= Your task =
Return every line of the listing below that contains the string "positive", treating uppercase and lowercase as different.

Stored records
%%

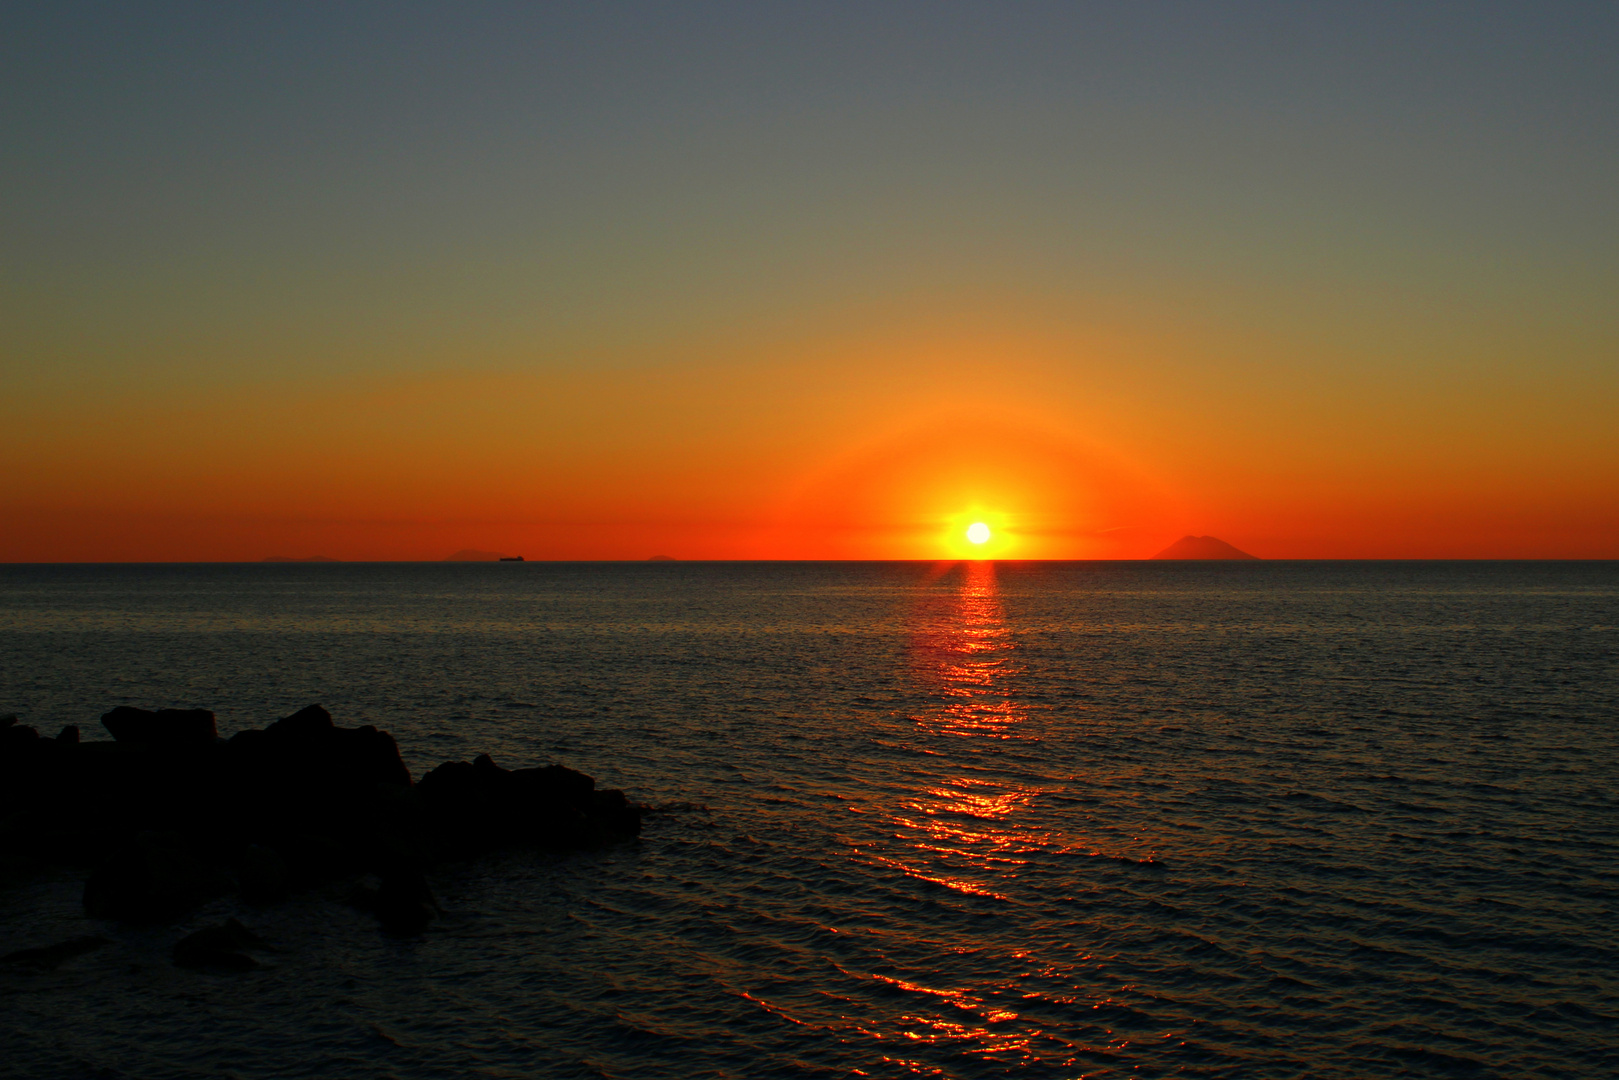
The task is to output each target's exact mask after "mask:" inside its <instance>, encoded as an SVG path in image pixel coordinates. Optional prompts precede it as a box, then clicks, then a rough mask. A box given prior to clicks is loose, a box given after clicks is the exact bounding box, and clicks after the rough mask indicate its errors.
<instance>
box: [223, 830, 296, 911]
mask: <svg viewBox="0 0 1619 1080" xmlns="http://www.w3.org/2000/svg"><path fill="white" fill-rule="evenodd" d="M236 887H238V889H240V891H241V899H244V900H246V902H248V904H272V902H275V900H280V899H283V897H285V895H287V892H288V889H290V873H288V868H287V860H285V858H282V855H280V852H277V850H275V848H272V847H264V845H262V844H249V845H248V847H244V848H241V853H240V855H238V857H236Z"/></svg>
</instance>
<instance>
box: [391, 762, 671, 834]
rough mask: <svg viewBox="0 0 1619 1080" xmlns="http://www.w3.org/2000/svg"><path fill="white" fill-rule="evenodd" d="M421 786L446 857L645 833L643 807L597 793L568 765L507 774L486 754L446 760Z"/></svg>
mask: <svg viewBox="0 0 1619 1080" xmlns="http://www.w3.org/2000/svg"><path fill="white" fill-rule="evenodd" d="M416 789H418V793H419V797H421V803H423V810H424V813H426V816H427V827H429V831H431V832H432V836H434V839H436V840H437V848H439V850H440V852H442V855H445V857H457V855H465V853H474V852H479V850H484V848H492V847H502V845H510V844H533V845H539V847H547V848H567V847H584V845H589V844H601V842H609V840H614V839H627V837H633V836H636V834H638V832H640V831H641V814H640V808H636V806H631V805H630V803H628V800H625V798H623V793H622V792H596V780H593V779H591V777H588V776H584V774H583V772H575V771H573V769H567V767H563V766H546V767H539V769H516V771H507V769H502V767H500V766H497V764H495V763H494V759H491V758H489V755H481V756H479V758H476V759H474V761H473V763H471V764H468V763H466V761H447V763H444V764H440V766H439V767H437V769H434V771H432V772H429V774H427V776H424V777H423V779H421V782H419V784H418V785H416Z"/></svg>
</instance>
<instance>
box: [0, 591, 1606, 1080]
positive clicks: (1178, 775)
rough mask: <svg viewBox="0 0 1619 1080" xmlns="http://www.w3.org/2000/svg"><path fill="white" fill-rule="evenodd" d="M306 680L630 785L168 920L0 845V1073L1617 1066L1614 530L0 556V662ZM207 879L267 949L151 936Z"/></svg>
mask: <svg viewBox="0 0 1619 1080" xmlns="http://www.w3.org/2000/svg"><path fill="white" fill-rule="evenodd" d="M311 701H321V703H324V704H325V706H327V708H329V709H330V711H332V712H334V716H335V717H337V719H338V722H340V724H350V725H353V724H363V722H371V724H377V725H380V727H385V729H387V730H390V732H393V735H395V737H397V738H398V740H400V745H402V748H403V751H405V756H406V761H408V763H410V766H411V769H413V771H414V772H416V774H418V776H419V774H421V772H423V771H424V769H427V767H431V766H432V764H436V763H437V761H442V759H447V758H471V756H473V755H476V753H481V751H489V753H492V755H494V756H495V759H497V761H499V763H502V764H507V766H523V764H534V763H542V761H560V763H565V764H568V766H573V767H578V769H583V771H586V772H589V774H593V776H596V777H597V779H599V782H601V784H604V785H609V787H623V789H627V790H628V792H630V793H631V797H633V798H636V800H640V801H644V803H651V805H656V806H661V808H664V810H665V811H664V813H659V814H656V816H652V818H649V821H648V829H646V834H644V837H643V839H641V842H640V844H635V845H623V847H617V848H610V850H604V852H594V853H581V855H570V857H546V855H534V853H521V852H516V853H505V855H500V857H495V858H487V860H482V861H478V863H473V865H461V866H445V868H440V870H439V871H436V874H434V886H436V889H437V892H439V895H440V900H442V902H444V904H445V907H447V908H448V912H450V916H448V918H447V920H445V921H444V923H440V925H437V926H434V928H432V929H431V931H429V933H427V934H426V936H423V938H421V939H414V941H392V939H385V938H382V936H380V934H379V933H377V929H376V926H374V923H372V921H371V920H368V918H366V916H363V915H358V913H355V912H351V910H348V908H345V907H343V905H342V904H337V902H335V895H337V891H338V886H334V892H332V895H327V894H314V895H306V897H301V899H296V900H293V902H288V904H282V905H277V907H267V908H238V907H232V904H228V902H220V904H217V905H215V907H210V908H206V910H202V912H199V913H198V916H196V918H194V920H191V921H188V923H185V925H181V926H173V928H149V929H128V928H120V926H102V925H97V923H92V921H91V920H86V918H84V916H83V913H81V908H79V904H78V889H79V878H78V876H74V874H70V873H62V874H50V876H47V878H44V879H40V881H34V882H28V884H23V886H15V887H11V889H8V891H6V892H5V894H3V897H0V900H3V915H0V952H5V950H10V949H18V947H24V946H37V944H47V942H50V941H60V939H63V938H70V936H74V934H84V933H107V934H108V936H112V938H113V944H112V946H108V947H105V949H102V950H99V952H94V954H89V955H86V957H81V959H78V960H73V962H70V963H66V965H63V967H62V968H60V970H57V972H53V973H49V975H24V973H19V972H0V1043H3V1048H5V1051H3V1054H0V1074H5V1075H32V1077H79V1075H84V1077H141V1078H142V1080H159V1078H167V1077H176V1078H178V1077H334V1078H337V1077H368V1078H369V1077H400V1078H416V1077H468V1075H473V1077H625V1078H628V1077H648V1078H651V1077H659V1078H664V1077H738V1078H740V1077H963V1078H965V1077H999V1075H1015V1077H1064V1078H1073V1077H1232V1078H1239V1077H1240V1078H1245V1080H1251V1078H1264V1077H1311V1078H1344V1080H1358V1078H1365V1077H1514V1078H1519V1077H1582V1078H1587V1077H1609V1075H1619V1049H1616V1044H1619V910H1616V907H1619V905H1616V887H1619V837H1616V831H1619V795H1616V782H1619V750H1616V735H1619V563H1026V565H1013V563H1001V565H992V563H955V565H929V563H646V565H627V563H573V565H559V563H460V565H457V563H448V565H207V567H0V711H15V712H18V714H21V716H23V719H24V722H31V724H36V725H39V727H42V729H44V730H47V732H49V733H53V732H55V730H57V727H58V725H62V724H70V722H71V724H79V725H84V727H86V730H87V732H89V730H92V729H94V730H99V729H97V717H99V716H100V712H104V711H105V709H108V708H112V706H115V704H138V706H147V708H155V706H188V708H191V706H202V708H212V709H215V711H217V712H219V717H220V727H222V732H223V733H230V732H233V730H236V729H241V727H257V725H262V724H264V722H267V721H272V719H275V717H280V716H285V714H288V712H291V711H293V709H296V708H301V706H304V704H309V703H311ZM227 913H236V915H240V916H241V918H243V920H244V921H246V923H248V925H249V926H253V928H256V929H259V931H261V933H262V934H264V936H267V938H270V939H274V941H275V942H277V944H280V946H282V947H283V949H285V950H283V952H280V954H277V955H274V957H270V959H269V967H266V968H264V970H259V972H253V973H246V975H230V976H227V975H209V973H198V972H185V970H178V968H173V967H172V965H170V963H168V959H167V949H168V946H170V944H172V942H173V941H175V939H176V938H178V936H180V933H183V931H185V929H188V928H191V926H196V925H204V923H210V921H217V920H219V918H222V916H223V915H227Z"/></svg>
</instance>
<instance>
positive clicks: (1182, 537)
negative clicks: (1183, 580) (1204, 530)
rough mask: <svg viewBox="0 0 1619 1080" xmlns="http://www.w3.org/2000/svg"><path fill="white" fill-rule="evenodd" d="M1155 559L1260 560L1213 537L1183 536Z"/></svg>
mask: <svg viewBox="0 0 1619 1080" xmlns="http://www.w3.org/2000/svg"><path fill="white" fill-rule="evenodd" d="M1153 559H1258V555H1250V554H1248V552H1245V551H1237V549H1235V547H1232V546H1230V544H1227V542H1226V541H1222V539H1214V538H1213V536H1182V538H1180V539H1177V541H1175V542H1174V544H1171V546H1169V547H1166V549H1164V551H1161V552H1158V554H1156V555H1153Z"/></svg>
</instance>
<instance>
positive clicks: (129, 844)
mask: <svg viewBox="0 0 1619 1080" xmlns="http://www.w3.org/2000/svg"><path fill="white" fill-rule="evenodd" d="M102 724H104V725H105V727H107V730H108V732H110V733H112V737H113V742H81V740H79V730H78V729H76V727H68V729H65V730H63V732H62V735H58V737H57V738H44V737H40V735H39V732H36V730H34V729H31V727H24V725H19V724H16V721H15V717H0V866H3V868H6V870H11V871H16V870H19V868H26V866H31V865H40V863H83V865H87V866H94V870H92V871H91V874H89V881H87V882H86V886H84V907H86V910H87V912H89V913H91V915H94V916H100V918H118V920H128V921H157V920H167V918H175V916H180V915H185V913H186V912H189V910H191V908H193V907H196V904H198V902H201V900H204V899H207V897H210V895H219V894H223V892H230V891H236V892H240V894H241V895H243V897H244V899H246V900H249V902H256V904H262V902H272V900H277V899H280V897H283V895H287V894H288V892H291V891H296V889H301V887H306V886H311V884H314V882H317V881H322V879H332V878H340V876H345V874H353V876H359V874H371V876H372V879H374V881H377V882H379V884H376V886H361V887H359V889H356V897H355V900H356V904H359V905H363V907H368V908H369V910H372V912H376V915H377V918H379V920H380V921H382V925H384V928H385V929H390V931H393V933H414V931H419V929H421V928H423V926H426V925H427V921H431V920H432V918H434V916H436V915H437V913H439V908H437V904H436V902H434V899H432V892H431V891H429V889H427V882H426V876H424V870H426V868H427V866H431V865H434V863H439V861H444V860H455V858H468V857H473V855H478V853H479V852H486V850H491V848H497V847H513V845H534V847H542V848H552V850H557V848H578V847H591V845H599V844H610V842H614V840H622V839H628V837H633V836H636V834H638V832H640V829H641V808H640V806H635V805H633V803H630V801H628V800H627V798H625V797H623V792H597V790H596V782H594V780H593V779H591V777H588V776H584V774H581V772H575V771H572V769H565V767H562V766H546V767H541V769H515V771H508V769H502V767H500V766H497V764H495V763H494V761H492V759H491V758H489V756H487V755H484V756H479V758H478V759H476V761H473V763H466V761H448V763H445V764H440V766H439V767H436V769H432V771H431V772H429V774H427V776H424V777H423V779H421V780H419V782H416V784H413V782H411V776H410V771H408V769H406V767H405V763H403V761H402V759H400V753H398V746H397V745H395V742H393V737H392V735H389V733H387V732H382V730H377V729H376V727H371V725H366V727H353V729H348V727H337V725H335V724H334V722H332V717H330V716H329V714H327V711H325V709H322V708H321V706H317V704H312V706H309V708H306V709H303V711H300V712H295V714H293V716H288V717H285V719H282V721H277V722H274V724H270V725H269V727H266V729H264V730H246V732H238V733H236V735H233V737H232V738H228V740H225V738H220V737H219V732H217V729H215V725H214V714H212V712H209V711H206V709H159V711H155V712H149V711H144V709H133V708H128V706H120V708H117V709H113V711H112V712H107V714H105V716H104V717H102ZM227 952H240V949H227ZM188 955H189V954H188Z"/></svg>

%%

= Response below =
positive clicks: (1178, 775)
positive clicks: (1182, 537)
positive clicks: (129, 844)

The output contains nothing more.